--- begin ---
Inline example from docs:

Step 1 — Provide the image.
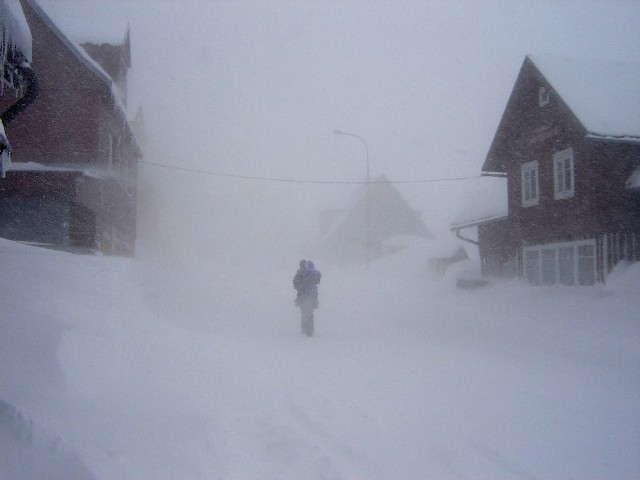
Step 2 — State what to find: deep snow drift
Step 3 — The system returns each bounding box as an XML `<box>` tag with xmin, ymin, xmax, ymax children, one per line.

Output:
<box><xmin>0</xmin><ymin>240</ymin><xmax>640</xmax><ymax>480</ymax></box>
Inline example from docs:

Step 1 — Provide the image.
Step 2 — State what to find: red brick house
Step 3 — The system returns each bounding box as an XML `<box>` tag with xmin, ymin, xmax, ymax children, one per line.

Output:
<box><xmin>458</xmin><ymin>56</ymin><xmax>640</xmax><ymax>285</ymax></box>
<box><xmin>0</xmin><ymin>0</ymin><xmax>141</xmax><ymax>255</ymax></box>
<box><xmin>0</xmin><ymin>0</ymin><xmax>38</xmax><ymax>172</ymax></box>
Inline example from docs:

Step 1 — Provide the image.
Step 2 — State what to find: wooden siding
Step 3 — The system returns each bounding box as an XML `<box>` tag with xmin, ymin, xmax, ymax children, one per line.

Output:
<box><xmin>0</xmin><ymin>1</ymin><xmax>141</xmax><ymax>255</ymax></box>
<box><xmin>479</xmin><ymin>58</ymin><xmax>640</xmax><ymax>281</ymax></box>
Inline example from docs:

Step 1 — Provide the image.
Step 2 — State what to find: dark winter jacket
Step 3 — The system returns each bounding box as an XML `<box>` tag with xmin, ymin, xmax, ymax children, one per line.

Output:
<box><xmin>293</xmin><ymin>268</ymin><xmax>322</xmax><ymax>298</ymax></box>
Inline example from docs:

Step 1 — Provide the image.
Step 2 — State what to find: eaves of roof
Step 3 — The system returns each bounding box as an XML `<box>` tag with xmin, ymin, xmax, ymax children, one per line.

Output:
<box><xmin>23</xmin><ymin>0</ymin><xmax>113</xmax><ymax>88</ymax></box>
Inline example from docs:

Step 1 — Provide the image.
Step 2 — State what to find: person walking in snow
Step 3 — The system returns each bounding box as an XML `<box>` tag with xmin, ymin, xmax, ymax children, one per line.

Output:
<box><xmin>293</xmin><ymin>260</ymin><xmax>322</xmax><ymax>337</ymax></box>
<box><xmin>293</xmin><ymin>260</ymin><xmax>322</xmax><ymax>308</ymax></box>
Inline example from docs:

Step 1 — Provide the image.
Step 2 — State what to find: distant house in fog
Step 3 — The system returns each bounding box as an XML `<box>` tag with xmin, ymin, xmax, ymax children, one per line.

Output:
<box><xmin>460</xmin><ymin>56</ymin><xmax>640</xmax><ymax>285</ymax></box>
<box><xmin>0</xmin><ymin>0</ymin><xmax>141</xmax><ymax>255</ymax></box>
<box><xmin>321</xmin><ymin>176</ymin><xmax>431</xmax><ymax>263</ymax></box>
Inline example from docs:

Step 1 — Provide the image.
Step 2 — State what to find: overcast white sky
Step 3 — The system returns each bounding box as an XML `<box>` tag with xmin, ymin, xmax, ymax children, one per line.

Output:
<box><xmin>40</xmin><ymin>0</ymin><xmax>640</xmax><ymax>260</ymax></box>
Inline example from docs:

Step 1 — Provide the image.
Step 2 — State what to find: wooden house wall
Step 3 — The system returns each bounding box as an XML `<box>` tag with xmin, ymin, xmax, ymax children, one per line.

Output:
<box><xmin>478</xmin><ymin>58</ymin><xmax>640</xmax><ymax>281</ymax></box>
<box><xmin>0</xmin><ymin>1</ymin><xmax>140</xmax><ymax>255</ymax></box>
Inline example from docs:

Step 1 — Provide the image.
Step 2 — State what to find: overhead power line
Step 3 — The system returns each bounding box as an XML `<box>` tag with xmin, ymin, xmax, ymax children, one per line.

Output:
<box><xmin>139</xmin><ymin>160</ymin><xmax>481</xmax><ymax>185</ymax></box>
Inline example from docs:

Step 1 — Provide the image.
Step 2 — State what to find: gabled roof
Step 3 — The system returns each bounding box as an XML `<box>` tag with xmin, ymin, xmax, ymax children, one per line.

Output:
<box><xmin>451</xmin><ymin>177</ymin><xmax>509</xmax><ymax>230</ymax></box>
<box><xmin>321</xmin><ymin>175</ymin><xmax>432</xmax><ymax>260</ymax></box>
<box><xmin>23</xmin><ymin>0</ymin><xmax>113</xmax><ymax>88</ymax></box>
<box><xmin>529</xmin><ymin>55</ymin><xmax>640</xmax><ymax>141</ymax></box>
<box><xmin>0</xmin><ymin>0</ymin><xmax>31</xmax><ymax>62</ymax></box>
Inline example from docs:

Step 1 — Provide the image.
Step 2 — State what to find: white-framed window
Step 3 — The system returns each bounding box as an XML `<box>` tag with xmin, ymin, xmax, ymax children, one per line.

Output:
<box><xmin>523</xmin><ymin>240</ymin><xmax>596</xmax><ymax>285</ymax></box>
<box><xmin>553</xmin><ymin>147</ymin><xmax>575</xmax><ymax>200</ymax></box>
<box><xmin>538</xmin><ymin>87</ymin><xmax>549</xmax><ymax>107</ymax></box>
<box><xmin>521</xmin><ymin>160</ymin><xmax>539</xmax><ymax>207</ymax></box>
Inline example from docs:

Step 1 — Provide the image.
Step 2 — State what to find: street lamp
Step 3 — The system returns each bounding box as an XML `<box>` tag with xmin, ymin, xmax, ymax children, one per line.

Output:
<box><xmin>333</xmin><ymin>129</ymin><xmax>371</xmax><ymax>268</ymax></box>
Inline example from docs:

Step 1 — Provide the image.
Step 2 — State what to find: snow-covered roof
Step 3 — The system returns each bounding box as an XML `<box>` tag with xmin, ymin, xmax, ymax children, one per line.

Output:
<box><xmin>0</xmin><ymin>0</ymin><xmax>32</xmax><ymax>62</ymax></box>
<box><xmin>25</xmin><ymin>0</ymin><xmax>113</xmax><ymax>88</ymax></box>
<box><xmin>529</xmin><ymin>55</ymin><xmax>640</xmax><ymax>141</ymax></box>
<box><xmin>451</xmin><ymin>177</ymin><xmax>508</xmax><ymax>228</ymax></box>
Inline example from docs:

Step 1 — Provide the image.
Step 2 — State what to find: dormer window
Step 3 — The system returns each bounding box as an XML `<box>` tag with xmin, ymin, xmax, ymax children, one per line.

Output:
<box><xmin>538</xmin><ymin>87</ymin><xmax>549</xmax><ymax>107</ymax></box>
<box><xmin>520</xmin><ymin>161</ymin><xmax>539</xmax><ymax>207</ymax></box>
<box><xmin>553</xmin><ymin>147</ymin><xmax>575</xmax><ymax>200</ymax></box>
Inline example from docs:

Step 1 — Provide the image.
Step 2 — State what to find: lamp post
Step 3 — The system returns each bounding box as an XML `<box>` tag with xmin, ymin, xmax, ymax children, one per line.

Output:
<box><xmin>333</xmin><ymin>129</ymin><xmax>371</xmax><ymax>268</ymax></box>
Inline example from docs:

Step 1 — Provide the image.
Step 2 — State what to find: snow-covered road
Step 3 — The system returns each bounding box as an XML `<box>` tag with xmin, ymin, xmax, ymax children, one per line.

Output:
<box><xmin>0</xmin><ymin>238</ymin><xmax>640</xmax><ymax>479</ymax></box>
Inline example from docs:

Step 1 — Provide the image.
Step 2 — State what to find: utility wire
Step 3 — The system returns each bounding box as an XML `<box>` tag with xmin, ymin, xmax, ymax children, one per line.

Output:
<box><xmin>138</xmin><ymin>160</ymin><xmax>482</xmax><ymax>185</ymax></box>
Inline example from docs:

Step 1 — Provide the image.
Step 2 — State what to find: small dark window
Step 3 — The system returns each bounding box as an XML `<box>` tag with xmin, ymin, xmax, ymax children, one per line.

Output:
<box><xmin>538</xmin><ymin>87</ymin><xmax>549</xmax><ymax>107</ymax></box>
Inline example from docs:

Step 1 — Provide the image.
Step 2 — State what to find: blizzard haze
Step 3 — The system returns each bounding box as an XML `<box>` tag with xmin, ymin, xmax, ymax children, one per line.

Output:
<box><xmin>0</xmin><ymin>0</ymin><xmax>640</xmax><ymax>480</ymax></box>
<box><xmin>41</xmin><ymin>0</ymin><xmax>640</xmax><ymax>270</ymax></box>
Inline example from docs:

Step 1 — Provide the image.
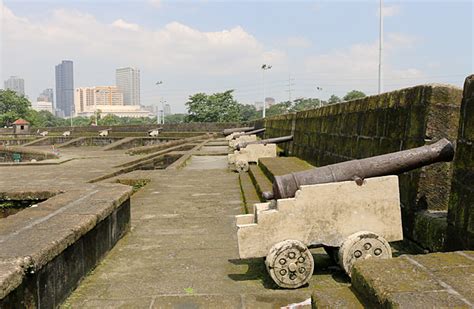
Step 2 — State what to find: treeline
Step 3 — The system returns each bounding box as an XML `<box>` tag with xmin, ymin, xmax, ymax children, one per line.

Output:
<box><xmin>0</xmin><ymin>90</ymin><xmax>365</xmax><ymax>127</ymax></box>
<box><xmin>185</xmin><ymin>90</ymin><xmax>366</xmax><ymax>122</ymax></box>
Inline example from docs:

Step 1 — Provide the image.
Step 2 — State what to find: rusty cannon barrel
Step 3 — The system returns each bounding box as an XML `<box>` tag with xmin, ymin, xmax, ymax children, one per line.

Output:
<box><xmin>233</xmin><ymin>128</ymin><xmax>266</xmax><ymax>139</ymax></box>
<box><xmin>236</xmin><ymin>135</ymin><xmax>293</xmax><ymax>150</ymax></box>
<box><xmin>222</xmin><ymin>127</ymin><xmax>255</xmax><ymax>136</ymax></box>
<box><xmin>263</xmin><ymin>138</ymin><xmax>454</xmax><ymax>200</ymax></box>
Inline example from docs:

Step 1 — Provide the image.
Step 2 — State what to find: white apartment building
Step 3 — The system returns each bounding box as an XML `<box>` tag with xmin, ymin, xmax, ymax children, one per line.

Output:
<box><xmin>32</xmin><ymin>101</ymin><xmax>54</xmax><ymax>115</ymax></box>
<box><xmin>74</xmin><ymin>86</ymin><xmax>149</xmax><ymax>117</ymax></box>
<box><xmin>4</xmin><ymin>76</ymin><xmax>25</xmax><ymax>95</ymax></box>
<box><xmin>115</xmin><ymin>67</ymin><xmax>140</xmax><ymax>105</ymax></box>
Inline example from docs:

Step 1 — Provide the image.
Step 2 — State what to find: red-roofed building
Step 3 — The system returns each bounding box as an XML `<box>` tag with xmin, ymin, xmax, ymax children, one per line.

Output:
<box><xmin>12</xmin><ymin>118</ymin><xmax>30</xmax><ymax>134</ymax></box>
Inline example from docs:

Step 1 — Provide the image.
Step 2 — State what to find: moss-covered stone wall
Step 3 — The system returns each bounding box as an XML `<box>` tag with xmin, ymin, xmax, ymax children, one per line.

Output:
<box><xmin>448</xmin><ymin>75</ymin><xmax>474</xmax><ymax>250</ymax></box>
<box><xmin>262</xmin><ymin>85</ymin><xmax>462</xmax><ymax>248</ymax></box>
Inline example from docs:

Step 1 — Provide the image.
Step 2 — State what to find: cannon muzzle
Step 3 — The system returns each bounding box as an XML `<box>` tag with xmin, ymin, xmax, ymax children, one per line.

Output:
<box><xmin>263</xmin><ymin>138</ymin><xmax>454</xmax><ymax>200</ymax></box>
<box><xmin>236</xmin><ymin>135</ymin><xmax>293</xmax><ymax>150</ymax></box>
<box><xmin>233</xmin><ymin>128</ymin><xmax>265</xmax><ymax>139</ymax></box>
<box><xmin>222</xmin><ymin>127</ymin><xmax>255</xmax><ymax>136</ymax></box>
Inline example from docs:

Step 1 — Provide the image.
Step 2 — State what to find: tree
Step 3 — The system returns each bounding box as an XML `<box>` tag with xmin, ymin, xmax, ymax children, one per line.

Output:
<box><xmin>266</xmin><ymin>101</ymin><xmax>291</xmax><ymax>117</ymax></box>
<box><xmin>98</xmin><ymin>114</ymin><xmax>122</xmax><ymax>126</ymax></box>
<box><xmin>328</xmin><ymin>94</ymin><xmax>342</xmax><ymax>104</ymax></box>
<box><xmin>0</xmin><ymin>89</ymin><xmax>31</xmax><ymax>126</ymax></box>
<box><xmin>186</xmin><ymin>90</ymin><xmax>240</xmax><ymax>122</ymax></box>
<box><xmin>343</xmin><ymin>90</ymin><xmax>366</xmax><ymax>101</ymax></box>
<box><xmin>291</xmin><ymin>98</ymin><xmax>322</xmax><ymax>112</ymax></box>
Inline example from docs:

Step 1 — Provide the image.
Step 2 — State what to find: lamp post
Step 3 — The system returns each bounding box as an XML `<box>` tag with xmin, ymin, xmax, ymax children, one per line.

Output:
<box><xmin>378</xmin><ymin>0</ymin><xmax>383</xmax><ymax>94</ymax></box>
<box><xmin>155</xmin><ymin>80</ymin><xmax>165</xmax><ymax>124</ymax></box>
<box><xmin>262</xmin><ymin>64</ymin><xmax>272</xmax><ymax>118</ymax></box>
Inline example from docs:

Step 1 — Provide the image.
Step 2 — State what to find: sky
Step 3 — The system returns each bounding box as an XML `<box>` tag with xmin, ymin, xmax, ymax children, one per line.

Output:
<box><xmin>0</xmin><ymin>0</ymin><xmax>474</xmax><ymax>113</ymax></box>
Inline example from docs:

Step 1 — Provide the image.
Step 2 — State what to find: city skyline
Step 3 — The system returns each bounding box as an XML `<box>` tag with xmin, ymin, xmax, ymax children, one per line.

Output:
<box><xmin>2</xmin><ymin>0</ymin><xmax>474</xmax><ymax>112</ymax></box>
<box><xmin>54</xmin><ymin>60</ymin><xmax>74</xmax><ymax>117</ymax></box>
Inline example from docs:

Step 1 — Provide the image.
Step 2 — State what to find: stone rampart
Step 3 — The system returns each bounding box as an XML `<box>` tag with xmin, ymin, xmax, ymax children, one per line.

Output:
<box><xmin>32</xmin><ymin>122</ymin><xmax>241</xmax><ymax>135</ymax></box>
<box><xmin>0</xmin><ymin>184</ymin><xmax>132</xmax><ymax>308</ymax></box>
<box><xmin>448</xmin><ymin>75</ymin><xmax>474</xmax><ymax>250</ymax></box>
<box><xmin>255</xmin><ymin>85</ymin><xmax>462</xmax><ymax>250</ymax></box>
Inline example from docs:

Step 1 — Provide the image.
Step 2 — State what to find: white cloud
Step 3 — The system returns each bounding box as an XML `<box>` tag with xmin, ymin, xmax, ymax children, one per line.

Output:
<box><xmin>286</xmin><ymin>36</ymin><xmax>311</xmax><ymax>48</ymax></box>
<box><xmin>305</xmin><ymin>33</ymin><xmax>424</xmax><ymax>93</ymax></box>
<box><xmin>112</xmin><ymin>18</ymin><xmax>140</xmax><ymax>31</ymax></box>
<box><xmin>149</xmin><ymin>0</ymin><xmax>162</xmax><ymax>9</ymax></box>
<box><xmin>0</xmin><ymin>5</ymin><xmax>286</xmax><ymax>108</ymax></box>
--- end ---
• Exercise prompt:
Select every line of the rows above that contains the word "wooden", and copy each one out.

• Solution:
Step 2 — State what to find: wooden siding
Step 2 — State what to find: wooden house wall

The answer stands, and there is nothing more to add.